[Object pointing dataset rows]
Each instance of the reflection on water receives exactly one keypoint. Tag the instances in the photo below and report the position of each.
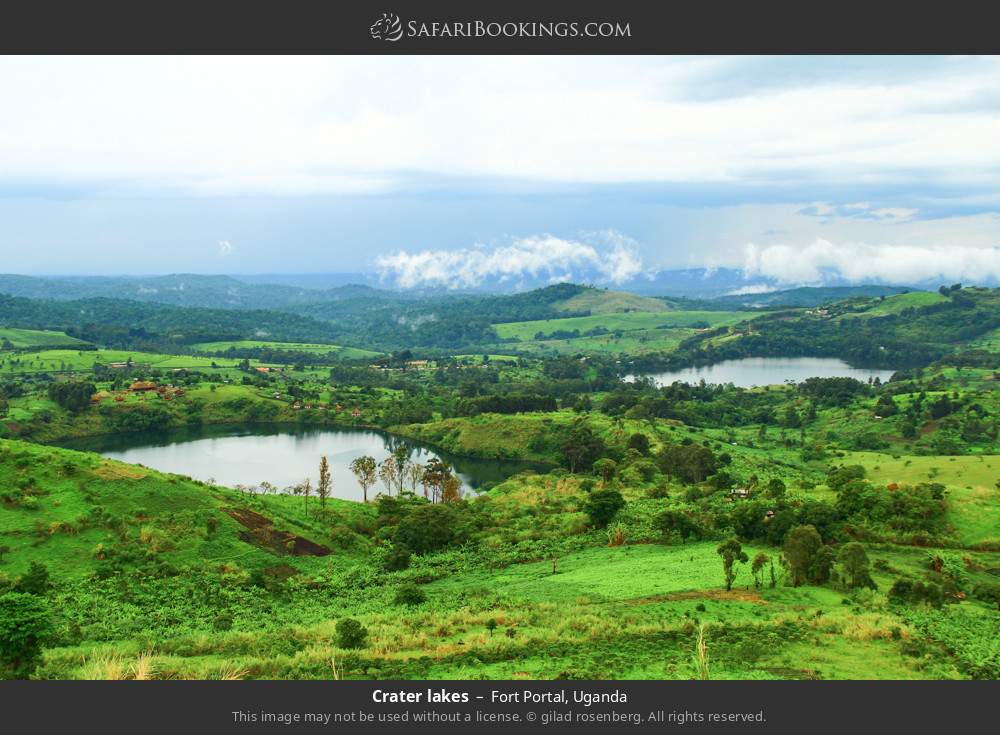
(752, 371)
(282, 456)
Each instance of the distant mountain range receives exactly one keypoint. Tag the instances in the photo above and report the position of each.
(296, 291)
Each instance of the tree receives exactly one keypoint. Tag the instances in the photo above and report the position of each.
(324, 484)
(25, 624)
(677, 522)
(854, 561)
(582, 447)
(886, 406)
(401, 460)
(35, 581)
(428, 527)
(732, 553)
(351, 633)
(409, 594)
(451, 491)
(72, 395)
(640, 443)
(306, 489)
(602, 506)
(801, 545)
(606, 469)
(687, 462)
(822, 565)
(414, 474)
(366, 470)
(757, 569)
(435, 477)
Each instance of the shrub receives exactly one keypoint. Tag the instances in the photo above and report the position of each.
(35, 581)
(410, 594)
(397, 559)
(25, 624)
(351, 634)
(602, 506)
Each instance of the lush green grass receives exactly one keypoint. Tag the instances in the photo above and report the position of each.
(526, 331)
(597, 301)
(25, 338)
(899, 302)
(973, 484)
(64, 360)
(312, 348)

_What is needed_
Please express every line of the data above as a JSON list of strings, with one string per line and blank lines left out. Leave the pictures out of the answer.

_Final result_
[
  "Each instance of the reflection on water receives exactly one keypoint. Tag the instances in the photo below and report the position of each.",
  "(752, 371)",
  "(282, 456)",
  "Each instance of the distant mountain range receives exactly one keypoint. Tag the instances in the photo above and report the position of each.",
  "(296, 291)",
  "Each instance of the tree receives exactly one keypoint. Tag the instances in the photo above and report the position of each.",
  "(324, 484)",
  "(25, 624)",
  "(677, 522)",
  "(854, 561)",
  "(582, 447)",
  "(886, 406)",
  "(401, 460)",
  "(35, 581)",
  "(428, 527)",
  "(732, 553)",
  "(351, 633)",
  "(409, 594)",
  "(451, 491)",
  "(72, 395)",
  "(640, 443)",
  "(306, 489)",
  "(602, 506)",
  "(801, 545)",
  "(606, 469)",
  "(687, 462)",
  "(822, 565)",
  "(414, 474)",
  "(366, 470)",
  "(757, 569)",
  "(435, 477)",
  "Each instance of the shrub receives exactly one keypoint. Tag the instances in the photo above and report the position of each.",
  "(35, 581)",
  "(410, 594)",
  "(397, 559)",
  "(25, 624)",
  "(351, 634)",
  "(602, 506)",
  "Each instance of the lush green grass receives exactly one keypoint. Tag the instances in the photo above and report the position of each.",
  "(526, 331)",
  "(597, 301)",
  "(25, 338)",
  "(899, 302)",
  "(973, 484)",
  "(64, 360)",
  "(312, 348)"
]